(Exercise task): Change "Trace the outline" to "Mark the border" throughout the records below and give them again with nothing else altered. Leave the pictures out of your answer.

(Supplied records):
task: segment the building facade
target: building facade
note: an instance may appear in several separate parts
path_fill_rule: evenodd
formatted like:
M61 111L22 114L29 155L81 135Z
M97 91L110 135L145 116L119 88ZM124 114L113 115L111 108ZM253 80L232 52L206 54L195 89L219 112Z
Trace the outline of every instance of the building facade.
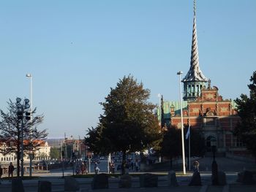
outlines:
M36 140L35 142L37 142L39 145L38 150L34 153L33 162L39 161L42 160L50 160L50 147L48 145L48 143L43 140ZM1 143L0 147L4 147L4 143ZM24 153L24 164L29 162L29 155ZM7 155L4 155L0 153L0 162L1 164L9 164L10 162L12 162L15 165L17 161L16 153L12 153Z

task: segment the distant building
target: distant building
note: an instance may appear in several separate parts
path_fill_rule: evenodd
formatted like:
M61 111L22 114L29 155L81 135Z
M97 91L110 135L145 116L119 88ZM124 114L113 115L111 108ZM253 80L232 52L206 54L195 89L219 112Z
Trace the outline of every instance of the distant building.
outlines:
M24 141L26 142L26 141ZM34 142L37 142L39 145L38 150L37 150L34 153L34 159L33 161L39 161L42 160L50 160L50 147L48 146L47 142L43 140L35 140ZM0 147L5 147L4 143L0 144ZM29 162L29 155L27 153L24 153L24 163L26 164ZM17 156L15 153L12 153L7 155L4 155L2 153L0 153L0 161L3 164L10 164L10 162L12 162L13 164L16 164Z

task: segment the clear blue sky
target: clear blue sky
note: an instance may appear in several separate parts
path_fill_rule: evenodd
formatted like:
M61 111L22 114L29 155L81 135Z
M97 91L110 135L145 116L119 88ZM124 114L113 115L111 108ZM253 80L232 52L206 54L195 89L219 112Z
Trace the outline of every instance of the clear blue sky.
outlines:
M193 1L0 1L0 109L29 98L50 137L83 137L99 102L131 74L150 101L178 99L189 68ZM256 1L197 1L200 66L224 99L248 93L256 70Z

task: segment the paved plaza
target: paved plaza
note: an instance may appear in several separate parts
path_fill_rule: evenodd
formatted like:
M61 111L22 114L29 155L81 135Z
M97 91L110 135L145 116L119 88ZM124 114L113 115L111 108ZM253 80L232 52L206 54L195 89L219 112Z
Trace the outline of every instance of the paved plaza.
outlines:
M226 173L227 183L225 186L213 186L211 180L211 158L205 158L199 159L200 171L202 180L202 186L188 186L192 175L192 172L188 172L186 175L183 175L181 172L176 171L177 180L179 186L168 187L168 180L166 175L167 171L155 172L152 173L162 174L163 176L158 177L158 188L140 188L139 177L132 177L131 188L118 188L119 178L109 177L109 188L108 189L97 189L96 191L200 191L200 192L255 192L256 185L244 185L237 183L237 174L244 169L256 170L256 166L254 163L246 161L236 161L227 158L217 158L219 170L225 171ZM143 172L141 172L143 174ZM54 175L54 176L53 176ZM72 172L67 172L65 176L72 175ZM34 175L35 176L35 175ZM53 174L53 172L45 174L39 174L40 180L48 180L52 183L52 191L64 191L64 179L61 179L61 172ZM25 192L37 191L37 180L25 180L23 181ZM91 190L91 183L92 178L77 178L76 180L79 183L80 191L93 191ZM0 192L10 192L11 183L9 180L4 180L0 185Z

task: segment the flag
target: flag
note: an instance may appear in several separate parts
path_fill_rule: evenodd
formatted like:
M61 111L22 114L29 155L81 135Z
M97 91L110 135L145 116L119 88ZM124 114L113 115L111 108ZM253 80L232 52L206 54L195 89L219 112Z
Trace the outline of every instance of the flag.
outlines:
M190 126L189 126L189 128L187 129L187 134L186 134L186 139L189 138L190 135Z

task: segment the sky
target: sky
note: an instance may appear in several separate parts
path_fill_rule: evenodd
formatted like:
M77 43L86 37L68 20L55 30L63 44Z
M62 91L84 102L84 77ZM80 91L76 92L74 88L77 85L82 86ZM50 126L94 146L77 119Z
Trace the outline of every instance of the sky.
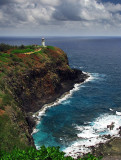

(Complete output):
task: segment the building facade
target: building facade
note: an instance may appear in several separate parts
path_fill_rule: evenodd
formatted like:
M61 111L22 114L29 155L81 135Z
M97 91L110 135L145 116L119 88ZM124 114L113 115L111 108ZM253 80L232 52L206 54L195 89L219 112Z
Mark the border of every instance of the building facade.
outlines:
M36 140L35 142L37 142L39 145L38 150L34 153L33 162L39 161L42 160L50 160L50 147L48 145L48 143L43 140ZM1 143L0 147L4 147L4 143ZM24 153L24 164L29 162L29 155ZM7 155L4 155L0 153L0 162L1 164L9 164L10 162L12 162L15 165L17 161L16 153L12 153Z

task: segment the distant building
target: distant building
note: an instance may appear in several separate parts
path_fill_rule: evenodd
formatted like:
M61 111L22 114L29 155L81 135Z
M97 91L110 135L145 116L119 88ZM124 114L113 115L111 108ZM253 80L232 52L206 54L195 89L219 112Z
Mark the border of every instance of the distant building.
outlines:
M24 141L26 142L26 141ZM34 142L37 142L39 145L38 150L37 150L34 153L34 159L33 161L39 161L42 160L50 160L50 147L48 146L47 142L43 140L35 140ZM0 147L5 147L4 143L0 144ZM29 162L29 155L27 153L24 153L24 163L26 164ZM17 156L15 153L12 153L7 155L4 155L2 153L0 153L0 161L3 164L10 164L10 162L12 162L13 164L16 164Z

task: segment the clear blue sky
target: clear blue sky
note: an instance may appear in several separate parts
path_fill_rule: evenodd
formatted like:
M61 111L22 114L29 155L81 135Z
M97 91L110 135L145 116L119 88ZM124 114L113 115L111 108ZM253 80L232 52L206 54L195 89L219 112Z
Mark the border of every instance of the clear blue sky.
outlines:
M193 1L0 1L0 109L29 98L50 137L83 137L99 102L131 74L150 101L178 99L189 68ZM256 1L197 1L200 66L224 99L248 93L256 70Z

task: segment the paved plaza
target: paved plaza
note: an instance may appear in several separate parts
path_fill_rule: evenodd
formatted like:
M61 111L22 114L29 155L81 135Z
M97 91L110 135L145 116L119 88ZM124 114L113 115L111 108ZM253 80L232 52L206 54L195 89L219 112Z
Mark the border of every instance of the paved plaza.
outlines:
M226 173L227 183L225 186L213 186L211 180L211 158L205 158L199 159L200 171L202 180L202 186L188 186L192 175L192 172L188 172L186 175L183 175L181 172L176 171L177 180L179 186L168 187L168 180L166 175L167 171L155 172L152 173L162 174L163 176L158 177L158 188L140 188L139 177L132 177L131 188L118 188L119 178L109 177L109 188L108 189L97 189L96 191L200 191L200 192L255 192L256 185L244 185L237 183L237 174L244 169L256 170L256 166L254 163L246 161L236 161L227 158L217 158L219 170L225 171ZM143 172L141 172L143 174ZM54 175L54 176L53 176ZM72 172L67 172L65 176L72 175ZM34 175L35 176L35 175ZM53 174L53 172L45 174L39 174L40 180L48 180L52 183L52 191L64 191L64 179L61 179L61 172ZM25 192L37 191L37 180L25 180L23 181ZM91 190L91 183L92 178L77 178L76 180L79 183L80 191L93 191ZM0 192L10 192L11 183L9 180L4 180L0 185Z

task: segment the flag
target: flag
note: an instance may appear in several separate parts
path_fill_rule: evenodd
formatted like:
M61 111L22 114L29 155L81 135Z
M97 91L110 135L145 116L119 88ZM124 114L113 115L111 108ZM253 80L232 52L206 54L195 89L219 112Z
Mark the border of every instance of the flag.
outlines:
M190 126L189 126L189 128L187 129L187 134L186 134L186 139L189 138L190 135Z

task: segment the sky
target: sky
note: an instance may appear in several separate parts
path_fill_rule: evenodd
formatted like:
M77 43L86 37L68 20L55 30L63 44Z
M62 91L84 102L84 77ZM80 91L76 92L74 88L77 85L82 86ZM50 126L94 146L77 119Z
Mark the border of every instance of the sky.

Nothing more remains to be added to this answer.